'''
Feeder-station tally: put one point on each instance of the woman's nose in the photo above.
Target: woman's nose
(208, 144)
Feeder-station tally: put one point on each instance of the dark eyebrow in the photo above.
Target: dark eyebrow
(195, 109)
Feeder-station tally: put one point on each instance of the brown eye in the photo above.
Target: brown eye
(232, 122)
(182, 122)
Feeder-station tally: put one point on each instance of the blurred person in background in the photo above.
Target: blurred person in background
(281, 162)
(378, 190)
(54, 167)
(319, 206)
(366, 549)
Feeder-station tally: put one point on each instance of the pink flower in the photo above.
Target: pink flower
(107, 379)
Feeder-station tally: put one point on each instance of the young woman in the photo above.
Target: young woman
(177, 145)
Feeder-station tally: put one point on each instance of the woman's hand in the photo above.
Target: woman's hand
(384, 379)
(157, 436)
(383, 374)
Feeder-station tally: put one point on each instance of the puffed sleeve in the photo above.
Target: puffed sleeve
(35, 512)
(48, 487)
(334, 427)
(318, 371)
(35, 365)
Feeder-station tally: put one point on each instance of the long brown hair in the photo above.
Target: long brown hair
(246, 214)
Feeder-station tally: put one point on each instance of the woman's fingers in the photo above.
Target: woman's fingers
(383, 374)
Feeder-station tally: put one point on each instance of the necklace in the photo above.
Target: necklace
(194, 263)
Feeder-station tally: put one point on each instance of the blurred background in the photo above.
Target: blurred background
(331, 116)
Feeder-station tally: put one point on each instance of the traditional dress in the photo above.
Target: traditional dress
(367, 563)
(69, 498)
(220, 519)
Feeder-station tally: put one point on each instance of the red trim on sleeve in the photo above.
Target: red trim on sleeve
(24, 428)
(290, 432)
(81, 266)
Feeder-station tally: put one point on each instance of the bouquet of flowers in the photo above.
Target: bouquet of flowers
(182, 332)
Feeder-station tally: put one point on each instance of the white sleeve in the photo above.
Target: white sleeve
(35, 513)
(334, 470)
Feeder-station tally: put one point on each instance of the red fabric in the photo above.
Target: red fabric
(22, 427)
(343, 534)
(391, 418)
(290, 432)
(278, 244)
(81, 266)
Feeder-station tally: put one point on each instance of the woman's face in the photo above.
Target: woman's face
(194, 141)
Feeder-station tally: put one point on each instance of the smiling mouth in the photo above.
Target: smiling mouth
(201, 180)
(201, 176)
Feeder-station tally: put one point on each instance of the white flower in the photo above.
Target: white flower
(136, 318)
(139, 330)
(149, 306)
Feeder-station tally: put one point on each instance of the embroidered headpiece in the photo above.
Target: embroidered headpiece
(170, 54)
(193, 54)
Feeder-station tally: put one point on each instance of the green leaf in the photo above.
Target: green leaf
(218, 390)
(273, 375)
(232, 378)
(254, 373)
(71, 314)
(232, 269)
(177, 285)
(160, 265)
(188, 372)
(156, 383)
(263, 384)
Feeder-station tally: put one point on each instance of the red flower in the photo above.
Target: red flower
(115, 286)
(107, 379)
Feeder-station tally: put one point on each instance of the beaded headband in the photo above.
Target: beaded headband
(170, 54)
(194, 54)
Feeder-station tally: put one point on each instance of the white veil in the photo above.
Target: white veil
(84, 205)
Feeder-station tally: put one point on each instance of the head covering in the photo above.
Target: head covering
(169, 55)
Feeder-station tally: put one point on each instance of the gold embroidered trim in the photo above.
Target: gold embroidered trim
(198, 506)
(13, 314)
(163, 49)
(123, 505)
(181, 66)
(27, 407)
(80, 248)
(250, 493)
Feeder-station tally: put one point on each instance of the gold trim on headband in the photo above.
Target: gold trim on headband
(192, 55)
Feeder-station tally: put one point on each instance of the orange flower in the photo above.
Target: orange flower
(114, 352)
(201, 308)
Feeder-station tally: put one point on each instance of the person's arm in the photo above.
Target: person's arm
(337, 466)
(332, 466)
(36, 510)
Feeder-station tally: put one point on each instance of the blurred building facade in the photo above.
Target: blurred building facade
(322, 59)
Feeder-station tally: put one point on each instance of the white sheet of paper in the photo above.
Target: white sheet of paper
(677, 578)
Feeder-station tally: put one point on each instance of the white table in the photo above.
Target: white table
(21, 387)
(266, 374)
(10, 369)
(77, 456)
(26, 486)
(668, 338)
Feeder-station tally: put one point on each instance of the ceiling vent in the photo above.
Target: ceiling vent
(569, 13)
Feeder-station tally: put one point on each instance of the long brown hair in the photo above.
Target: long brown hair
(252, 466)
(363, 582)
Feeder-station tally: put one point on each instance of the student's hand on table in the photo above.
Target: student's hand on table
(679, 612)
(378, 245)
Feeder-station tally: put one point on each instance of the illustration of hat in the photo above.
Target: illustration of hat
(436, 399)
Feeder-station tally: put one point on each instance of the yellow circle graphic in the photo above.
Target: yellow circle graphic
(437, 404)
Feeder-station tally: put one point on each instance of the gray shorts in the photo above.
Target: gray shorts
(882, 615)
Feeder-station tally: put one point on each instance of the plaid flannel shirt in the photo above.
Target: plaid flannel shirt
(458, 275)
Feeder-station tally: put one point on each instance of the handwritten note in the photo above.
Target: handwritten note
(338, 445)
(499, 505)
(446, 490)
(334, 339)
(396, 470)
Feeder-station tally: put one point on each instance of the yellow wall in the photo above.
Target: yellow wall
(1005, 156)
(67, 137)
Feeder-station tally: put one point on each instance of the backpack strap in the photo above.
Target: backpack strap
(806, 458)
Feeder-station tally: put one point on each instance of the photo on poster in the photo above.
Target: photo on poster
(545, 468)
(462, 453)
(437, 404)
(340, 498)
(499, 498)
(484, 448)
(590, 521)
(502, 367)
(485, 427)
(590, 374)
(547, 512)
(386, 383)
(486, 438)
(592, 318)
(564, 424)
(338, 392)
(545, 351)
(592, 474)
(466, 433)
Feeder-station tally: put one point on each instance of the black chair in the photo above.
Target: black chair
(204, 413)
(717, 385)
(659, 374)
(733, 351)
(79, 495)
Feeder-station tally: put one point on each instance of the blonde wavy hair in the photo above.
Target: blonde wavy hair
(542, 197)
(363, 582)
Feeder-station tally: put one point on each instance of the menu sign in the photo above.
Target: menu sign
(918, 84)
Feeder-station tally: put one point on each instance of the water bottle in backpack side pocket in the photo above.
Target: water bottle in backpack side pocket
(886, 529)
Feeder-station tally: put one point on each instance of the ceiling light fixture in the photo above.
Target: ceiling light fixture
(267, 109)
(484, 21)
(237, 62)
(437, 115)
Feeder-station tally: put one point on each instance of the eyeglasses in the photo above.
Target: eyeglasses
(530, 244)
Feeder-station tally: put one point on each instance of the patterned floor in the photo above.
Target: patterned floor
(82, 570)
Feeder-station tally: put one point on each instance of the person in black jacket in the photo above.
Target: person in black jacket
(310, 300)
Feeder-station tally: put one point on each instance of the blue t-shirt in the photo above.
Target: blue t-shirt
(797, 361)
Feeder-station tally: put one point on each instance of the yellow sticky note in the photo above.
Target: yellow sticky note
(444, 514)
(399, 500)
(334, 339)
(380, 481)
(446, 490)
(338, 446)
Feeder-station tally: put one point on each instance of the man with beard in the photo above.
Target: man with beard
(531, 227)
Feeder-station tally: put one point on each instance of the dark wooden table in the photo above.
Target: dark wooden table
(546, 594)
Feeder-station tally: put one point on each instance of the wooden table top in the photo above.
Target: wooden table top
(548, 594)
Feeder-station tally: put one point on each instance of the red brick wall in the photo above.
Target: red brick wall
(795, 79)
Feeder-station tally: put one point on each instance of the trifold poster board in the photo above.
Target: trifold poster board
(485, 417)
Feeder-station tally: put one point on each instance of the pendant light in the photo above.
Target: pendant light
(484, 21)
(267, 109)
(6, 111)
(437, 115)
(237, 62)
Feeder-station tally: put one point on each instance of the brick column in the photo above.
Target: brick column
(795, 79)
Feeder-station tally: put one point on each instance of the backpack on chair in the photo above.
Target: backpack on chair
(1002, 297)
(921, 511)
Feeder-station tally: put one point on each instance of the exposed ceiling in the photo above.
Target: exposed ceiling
'''
The task =
Return solely the count of lines in the data above in which the word "exposed" occurs.

Expected answer =
2